The problem: Look below for the line with "Teacher note: have the class pick out the dry". Retype it and every line after it to the end, exactly, but leave out the pictures.

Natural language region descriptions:

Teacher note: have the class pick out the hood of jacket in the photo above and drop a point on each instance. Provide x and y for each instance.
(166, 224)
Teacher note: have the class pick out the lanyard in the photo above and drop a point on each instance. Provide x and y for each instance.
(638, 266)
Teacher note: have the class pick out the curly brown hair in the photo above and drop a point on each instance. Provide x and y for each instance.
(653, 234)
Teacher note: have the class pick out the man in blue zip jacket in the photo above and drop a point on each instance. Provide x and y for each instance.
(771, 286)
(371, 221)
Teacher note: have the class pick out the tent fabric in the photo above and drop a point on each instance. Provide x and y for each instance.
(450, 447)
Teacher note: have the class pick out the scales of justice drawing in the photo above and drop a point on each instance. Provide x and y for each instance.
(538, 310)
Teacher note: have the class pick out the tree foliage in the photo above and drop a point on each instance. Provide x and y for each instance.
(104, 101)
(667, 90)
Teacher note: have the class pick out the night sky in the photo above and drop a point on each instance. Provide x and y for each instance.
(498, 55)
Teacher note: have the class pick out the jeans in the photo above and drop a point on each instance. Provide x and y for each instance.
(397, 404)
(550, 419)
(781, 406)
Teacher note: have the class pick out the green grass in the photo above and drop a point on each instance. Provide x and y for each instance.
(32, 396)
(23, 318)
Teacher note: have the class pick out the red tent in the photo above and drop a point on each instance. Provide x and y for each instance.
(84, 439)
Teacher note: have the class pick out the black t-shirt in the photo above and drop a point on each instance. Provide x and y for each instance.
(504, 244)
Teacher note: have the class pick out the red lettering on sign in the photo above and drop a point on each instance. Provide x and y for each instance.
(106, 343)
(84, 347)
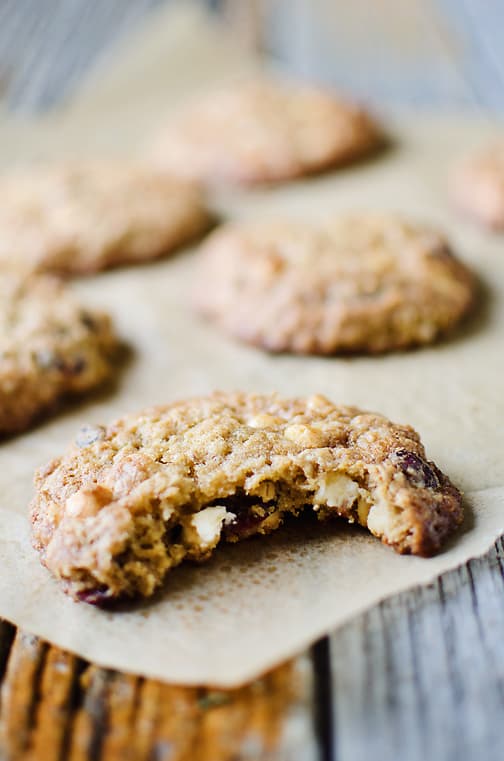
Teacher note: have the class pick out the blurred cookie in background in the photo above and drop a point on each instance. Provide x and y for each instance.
(358, 283)
(89, 216)
(51, 347)
(263, 131)
(478, 187)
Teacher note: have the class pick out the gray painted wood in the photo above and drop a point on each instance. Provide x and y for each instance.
(422, 675)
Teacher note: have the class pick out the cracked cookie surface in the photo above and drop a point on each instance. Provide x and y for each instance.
(263, 131)
(478, 187)
(81, 218)
(50, 347)
(357, 283)
(133, 499)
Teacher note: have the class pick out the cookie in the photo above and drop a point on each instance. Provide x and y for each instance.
(478, 187)
(263, 132)
(86, 217)
(358, 283)
(133, 499)
(50, 347)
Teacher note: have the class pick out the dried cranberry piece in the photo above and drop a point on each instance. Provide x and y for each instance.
(244, 522)
(416, 470)
(88, 321)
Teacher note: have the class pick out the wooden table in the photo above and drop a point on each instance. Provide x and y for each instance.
(419, 676)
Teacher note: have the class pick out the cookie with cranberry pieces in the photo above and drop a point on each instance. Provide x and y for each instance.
(133, 499)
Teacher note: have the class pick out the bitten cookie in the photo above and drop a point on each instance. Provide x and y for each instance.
(86, 217)
(50, 347)
(361, 283)
(263, 131)
(133, 499)
(478, 187)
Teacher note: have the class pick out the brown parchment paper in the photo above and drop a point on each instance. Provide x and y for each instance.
(260, 601)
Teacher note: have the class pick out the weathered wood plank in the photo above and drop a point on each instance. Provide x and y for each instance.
(421, 676)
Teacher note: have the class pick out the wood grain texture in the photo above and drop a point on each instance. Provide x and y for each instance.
(420, 676)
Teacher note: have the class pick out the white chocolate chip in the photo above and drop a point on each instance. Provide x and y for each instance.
(264, 421)
(337, 490)
(208, 524)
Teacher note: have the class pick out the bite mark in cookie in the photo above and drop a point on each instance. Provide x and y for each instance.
(356, 283)
(113, 516)
(51, 347)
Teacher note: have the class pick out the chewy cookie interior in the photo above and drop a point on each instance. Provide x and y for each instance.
(133, 500)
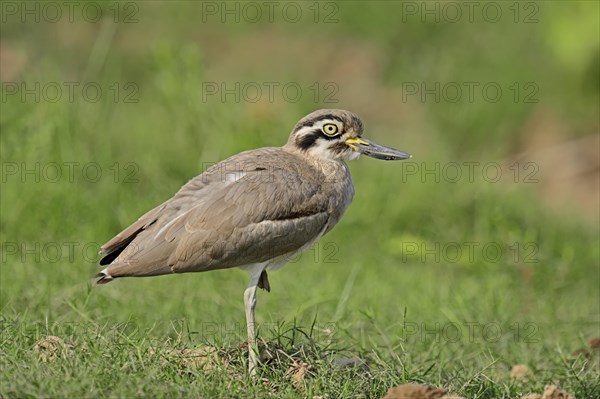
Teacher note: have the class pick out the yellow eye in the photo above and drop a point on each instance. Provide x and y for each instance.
(330, 129)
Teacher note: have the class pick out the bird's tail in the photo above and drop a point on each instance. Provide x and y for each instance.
(104, 277)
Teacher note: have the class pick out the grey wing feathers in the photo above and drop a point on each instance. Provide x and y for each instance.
(238, 212)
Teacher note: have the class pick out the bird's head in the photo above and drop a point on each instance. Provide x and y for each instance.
(337, 134)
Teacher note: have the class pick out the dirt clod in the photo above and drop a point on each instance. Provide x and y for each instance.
(520, 372)
(417, 391)
(52, 348)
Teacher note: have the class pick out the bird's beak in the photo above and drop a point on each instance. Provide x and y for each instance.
(375, 150)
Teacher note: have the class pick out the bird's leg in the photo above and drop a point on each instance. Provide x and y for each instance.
(249, 306)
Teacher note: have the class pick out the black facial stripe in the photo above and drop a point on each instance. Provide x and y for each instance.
(320, 118)
(308, 140)
(339, 148)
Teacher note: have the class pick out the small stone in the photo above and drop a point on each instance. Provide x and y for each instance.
(554, 392)
(520, 372)
(52, 348)
(415, 391)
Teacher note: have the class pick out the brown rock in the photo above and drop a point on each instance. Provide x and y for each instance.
(52, 348)
(554, 392)
(415, 391)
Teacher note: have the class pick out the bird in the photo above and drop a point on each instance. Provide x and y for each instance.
(255, 210)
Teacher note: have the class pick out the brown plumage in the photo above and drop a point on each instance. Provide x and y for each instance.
(253, 210)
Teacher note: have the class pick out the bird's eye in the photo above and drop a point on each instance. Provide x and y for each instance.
(330, 129)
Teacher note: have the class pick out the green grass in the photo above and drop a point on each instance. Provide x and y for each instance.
(386, 286)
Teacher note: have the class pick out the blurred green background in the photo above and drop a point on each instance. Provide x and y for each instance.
(108, 108)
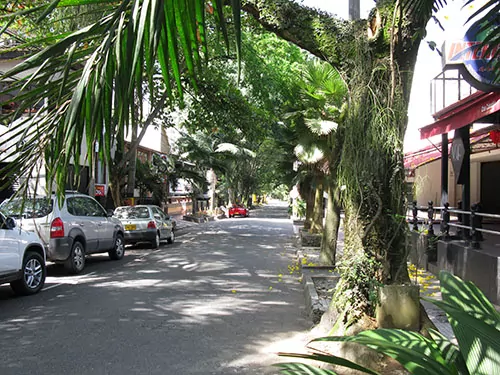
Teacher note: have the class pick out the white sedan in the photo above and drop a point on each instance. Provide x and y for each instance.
(22, 258)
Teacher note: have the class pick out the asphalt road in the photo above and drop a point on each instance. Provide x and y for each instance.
(220, 300)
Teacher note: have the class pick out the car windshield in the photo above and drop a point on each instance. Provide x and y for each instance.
(28, 208)
(132, 213)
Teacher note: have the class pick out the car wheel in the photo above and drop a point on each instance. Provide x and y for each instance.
(76, 261)
(171, 239)
(156, 243)
(34, 273)
(118, 249)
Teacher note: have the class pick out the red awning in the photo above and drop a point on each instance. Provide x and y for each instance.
(465, 112)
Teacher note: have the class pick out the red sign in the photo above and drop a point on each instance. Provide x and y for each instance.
(100, 190)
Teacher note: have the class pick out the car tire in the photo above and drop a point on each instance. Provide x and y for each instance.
(156, 243)
(76, 261)
(34, 273)
(171, 239)
(118, 251)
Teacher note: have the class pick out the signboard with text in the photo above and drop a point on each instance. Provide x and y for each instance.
(474, 58)
(100, 190)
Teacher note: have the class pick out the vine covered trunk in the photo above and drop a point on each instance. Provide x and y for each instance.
(332, 224)
(317, 212)
(376, 60)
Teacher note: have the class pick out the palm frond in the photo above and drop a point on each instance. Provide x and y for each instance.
(89, 78)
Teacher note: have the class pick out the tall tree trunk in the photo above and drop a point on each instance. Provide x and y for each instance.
(132, 162)
(213, 196)
(317, 214)
(307, 193)
(377, 61)
(332, 224)
(114, 187)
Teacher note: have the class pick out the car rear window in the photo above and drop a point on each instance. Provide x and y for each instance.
(28, 208)
(132, 213)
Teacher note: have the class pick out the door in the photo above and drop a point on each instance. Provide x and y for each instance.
(163, 223)
(82, 219)
(9, 248)
(105, 227)
(490, 180)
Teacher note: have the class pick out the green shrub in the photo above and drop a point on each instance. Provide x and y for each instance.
(475, 323)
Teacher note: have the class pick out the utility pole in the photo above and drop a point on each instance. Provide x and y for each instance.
(354, 10)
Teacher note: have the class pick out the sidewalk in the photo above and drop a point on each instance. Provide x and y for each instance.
(429, 287)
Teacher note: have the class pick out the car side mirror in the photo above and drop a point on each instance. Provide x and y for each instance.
(10, 223)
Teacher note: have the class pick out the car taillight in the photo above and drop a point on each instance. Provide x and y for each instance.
(57, 228)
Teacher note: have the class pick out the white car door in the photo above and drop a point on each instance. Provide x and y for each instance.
(9, 248)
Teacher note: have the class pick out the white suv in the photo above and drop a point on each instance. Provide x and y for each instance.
(71, 230)
(22, 258)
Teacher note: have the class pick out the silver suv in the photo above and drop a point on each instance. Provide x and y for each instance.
(77, 227)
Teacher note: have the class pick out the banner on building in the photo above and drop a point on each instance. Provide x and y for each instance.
(100, 190)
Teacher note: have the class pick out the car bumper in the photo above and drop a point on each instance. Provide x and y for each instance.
(139, 236)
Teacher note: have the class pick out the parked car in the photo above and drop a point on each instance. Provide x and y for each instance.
(238, 210)
(22, 258)
(71, 230)
(145, 223)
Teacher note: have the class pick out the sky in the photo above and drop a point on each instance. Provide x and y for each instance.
(452, 17)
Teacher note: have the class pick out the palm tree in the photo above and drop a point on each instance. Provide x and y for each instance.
(87, 80)
(85, 83)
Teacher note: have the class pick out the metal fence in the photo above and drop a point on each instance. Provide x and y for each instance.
(468, 224)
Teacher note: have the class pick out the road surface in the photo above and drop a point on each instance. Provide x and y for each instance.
(220, 300)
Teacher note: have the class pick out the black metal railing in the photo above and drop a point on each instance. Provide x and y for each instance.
(472, 233)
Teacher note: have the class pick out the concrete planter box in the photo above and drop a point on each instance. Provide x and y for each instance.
(318, 283)
(310, 240)
(399, 307)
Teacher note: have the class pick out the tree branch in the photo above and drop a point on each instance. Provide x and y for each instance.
(313, 30)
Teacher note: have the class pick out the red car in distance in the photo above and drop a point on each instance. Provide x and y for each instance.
(238, 210)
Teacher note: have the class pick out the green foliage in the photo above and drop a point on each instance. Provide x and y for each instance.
(91, 77)
(475, 323)
(299, 206)
(356, 291)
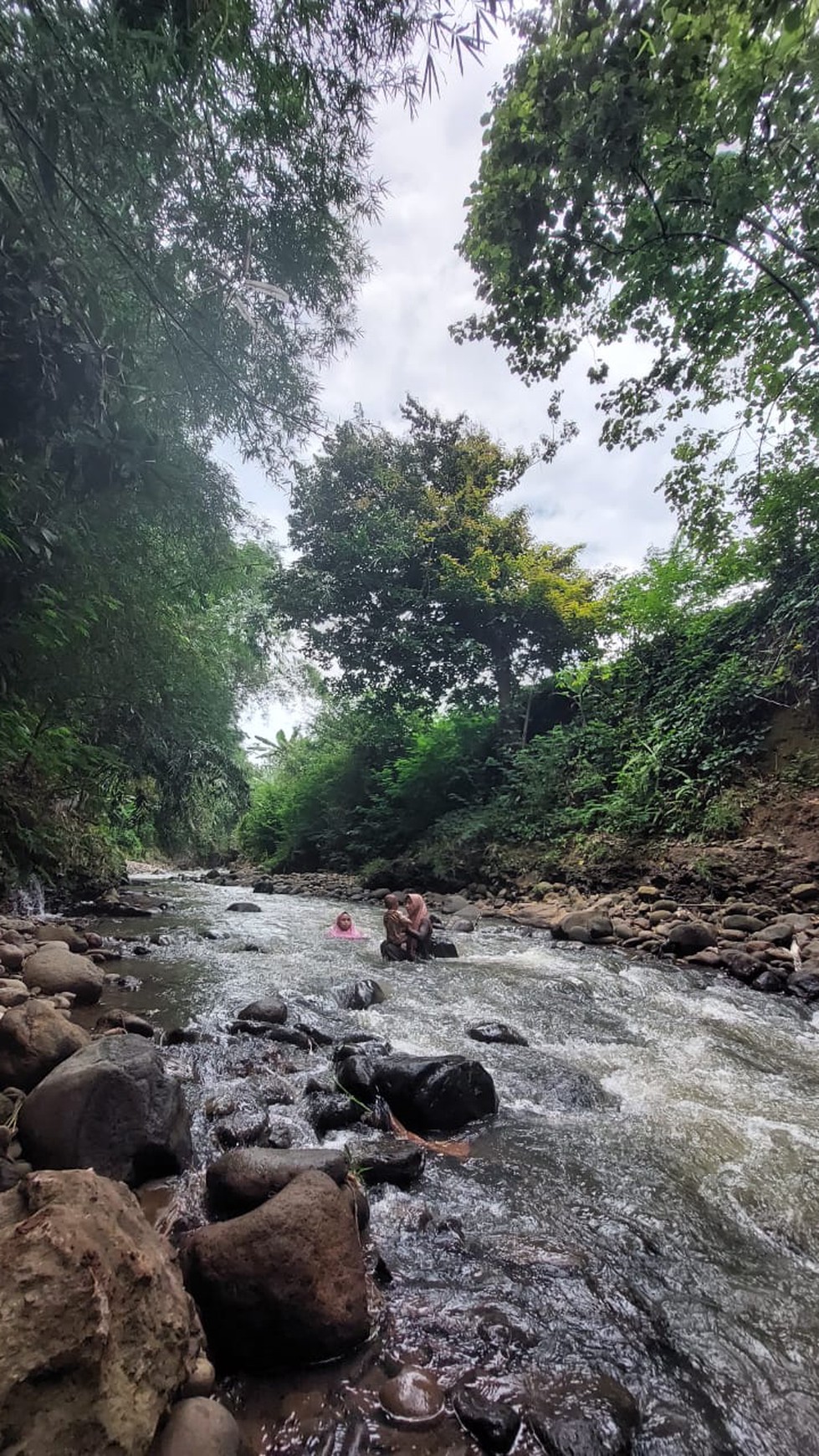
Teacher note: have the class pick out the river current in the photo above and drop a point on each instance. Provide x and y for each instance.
(667, 1241)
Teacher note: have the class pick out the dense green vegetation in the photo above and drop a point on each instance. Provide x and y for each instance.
(649, 173)
(182, 192)
(659, 737)
(182, 198)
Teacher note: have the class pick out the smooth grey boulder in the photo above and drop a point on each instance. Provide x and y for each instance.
(690, 936)
(283, 1284)
(198, 1428)
(584, 926)
(33, 1040)
(55, 968)
(111, 1107)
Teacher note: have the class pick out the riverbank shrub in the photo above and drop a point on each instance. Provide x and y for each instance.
(663, 737)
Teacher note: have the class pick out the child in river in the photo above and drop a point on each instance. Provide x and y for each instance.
(399, 946)
(344, 929)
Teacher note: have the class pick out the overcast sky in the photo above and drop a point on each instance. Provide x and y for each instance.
(417, 289)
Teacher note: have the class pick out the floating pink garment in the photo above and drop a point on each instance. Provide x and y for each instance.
(417, 910)
(351, 934)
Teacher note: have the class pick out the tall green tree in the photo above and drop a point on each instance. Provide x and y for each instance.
(649, 172)
(412, 580)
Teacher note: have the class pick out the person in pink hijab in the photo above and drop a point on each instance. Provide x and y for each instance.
(419, 928)
(344, 928)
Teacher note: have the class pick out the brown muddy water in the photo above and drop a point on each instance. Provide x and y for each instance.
(665, 1239)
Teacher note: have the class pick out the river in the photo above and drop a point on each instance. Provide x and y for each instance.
(668, 1239)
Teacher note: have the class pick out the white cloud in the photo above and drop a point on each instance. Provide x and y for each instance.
(417, 289)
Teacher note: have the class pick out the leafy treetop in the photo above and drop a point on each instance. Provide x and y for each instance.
(649, 171)
(412, 580)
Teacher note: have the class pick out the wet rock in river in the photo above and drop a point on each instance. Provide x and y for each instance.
(773, 980)
(242, 1180)
(690, 936)
(443, 950)
(98, 1331)
(11, 1172)
(182, 1037)
(389, 1161)
(12, 957)
(33, 1040)
(492, 1424)
(124, 1021)
(361, 995)
(805, 983)
(55, 968)
(279, 1131)
(285, 1283)
(289, 1036)
(584, 926)
(111, 1107)
(329, 1111)
(582, 1416)
(198, 1428)
(427, 1094)
(242, 1129)
(268, 1007)
(64, 934)
(412, 1398)
(13, 993)
(498, 1031)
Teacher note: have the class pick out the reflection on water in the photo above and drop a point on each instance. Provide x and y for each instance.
(668, 1241)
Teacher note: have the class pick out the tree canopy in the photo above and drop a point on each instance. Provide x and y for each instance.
(649, 171)
(412, 580)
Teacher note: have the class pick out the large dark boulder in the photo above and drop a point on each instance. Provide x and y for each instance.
(98, 1331)
(283, 1284)
(690, 936)
(33, 1040)
(242, 1180)
(111, 1107)
(427, 1094)
(584, 926)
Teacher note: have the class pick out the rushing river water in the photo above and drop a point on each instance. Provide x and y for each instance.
(667, 1241)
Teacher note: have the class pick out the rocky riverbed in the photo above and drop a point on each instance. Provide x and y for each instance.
(596, 1238)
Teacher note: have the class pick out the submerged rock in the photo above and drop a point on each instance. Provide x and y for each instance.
(268, 1007)
(360, 997)
(492, 1424)
(111, 1107)
(389, 1161)
(98, 1331)
(33, 1040)
(427, 1094)
(690, 936)
(412, 1398)
(283, 1284)
(498, 1031)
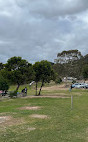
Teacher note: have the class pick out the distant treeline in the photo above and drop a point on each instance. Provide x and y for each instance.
(72, 68)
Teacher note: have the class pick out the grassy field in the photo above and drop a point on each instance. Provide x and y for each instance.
(52, 121)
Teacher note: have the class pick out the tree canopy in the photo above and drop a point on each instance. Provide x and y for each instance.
(43, 72)
(20, 71)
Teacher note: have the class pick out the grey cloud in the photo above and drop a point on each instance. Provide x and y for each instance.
(39, 29)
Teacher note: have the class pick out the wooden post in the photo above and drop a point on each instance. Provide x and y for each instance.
(71, 101)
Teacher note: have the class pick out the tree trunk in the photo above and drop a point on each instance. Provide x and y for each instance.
(17, 87)
(40, 88)
(36, 88)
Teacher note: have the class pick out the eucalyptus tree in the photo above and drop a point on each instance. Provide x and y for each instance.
(19, 71)
(43, 73)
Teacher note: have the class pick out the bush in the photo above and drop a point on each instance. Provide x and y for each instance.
(13, 94)
(58, 80)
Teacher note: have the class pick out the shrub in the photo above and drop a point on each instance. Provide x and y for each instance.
(13, 94)
(58, 80)
(4, 86)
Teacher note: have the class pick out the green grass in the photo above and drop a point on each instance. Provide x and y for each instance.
(63, 124)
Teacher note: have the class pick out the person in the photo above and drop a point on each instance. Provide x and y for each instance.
(25, 91)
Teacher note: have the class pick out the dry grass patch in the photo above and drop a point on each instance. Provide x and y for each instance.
(55, 87)
(39, 116)
(30, 108)
(6, 121)
(49, 96)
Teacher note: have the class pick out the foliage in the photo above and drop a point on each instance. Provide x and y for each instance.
(4, 85)
(85, 71)
(43, 72)
(73, 68)
(58, 80)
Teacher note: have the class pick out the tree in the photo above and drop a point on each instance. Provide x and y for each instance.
(20, 71)
(4, 85)
(43, 72)
(85, 72)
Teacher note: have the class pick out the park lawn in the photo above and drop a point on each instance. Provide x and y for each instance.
(61, 124)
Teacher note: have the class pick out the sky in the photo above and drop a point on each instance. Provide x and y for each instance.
(40, 29)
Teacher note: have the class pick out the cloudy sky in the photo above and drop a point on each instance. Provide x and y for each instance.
(39, 29)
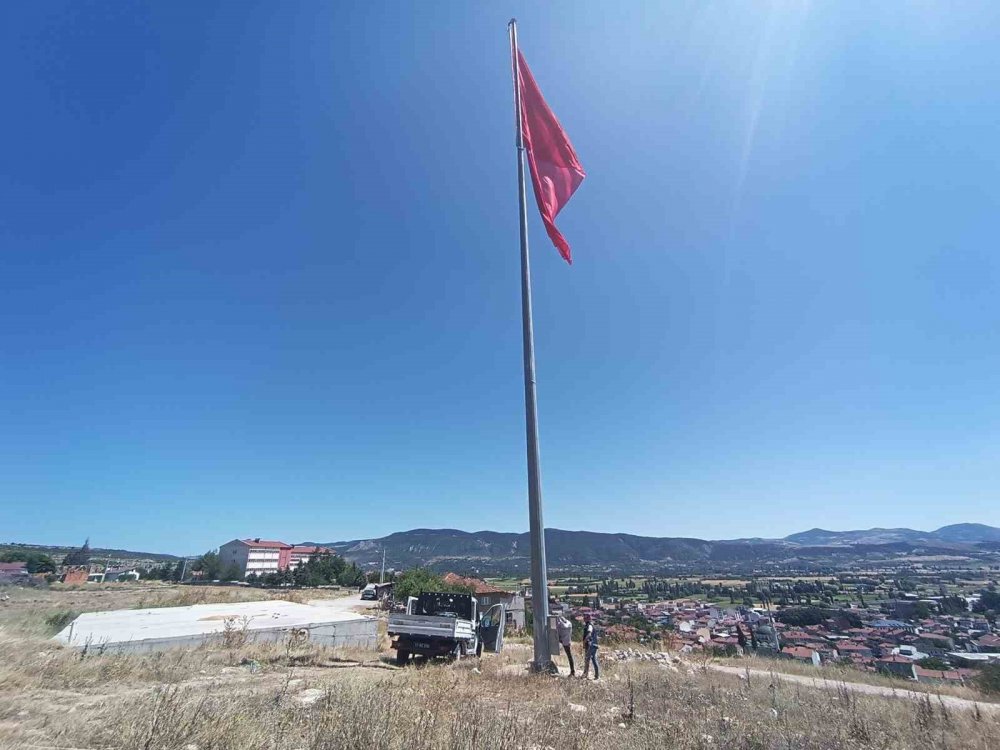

Written response:
Teacher note: have the class pick out the dry grass patch in the photo above and drop a point on each instance. Provide x and y for each instance.
(55, 87)
(39, 116)
(30, 108)
(6, 121)
(49, 96)
Teacher note: have the class pick out the foliage in the photo above and drop a point on each instance. Provide x and y for each instance.
(4, 85)
(85, 71)
(43, 72)
(73, 68)
(58, 80)
Teacher note: have the class pick out the tree in the photo above and drop a point on each instance. Provide x and y for each instance.
(20, 71)
(4, 85)
(43, 72)
(85, 72)
Teacher note: have the class pick out the park lawn in the photo above and drop a point on each instance. Provide x and y for each instance.
(61, 124)
Teacher note: have the class pick out the sky in the photo above and drop a point on each instance. Provide x and y for each instance.
(40, 29)
Teacher note: have the class pick out the cloudy sky in the photo above and drop a point on each instance. Provide x and y for each instance.
(39, 29)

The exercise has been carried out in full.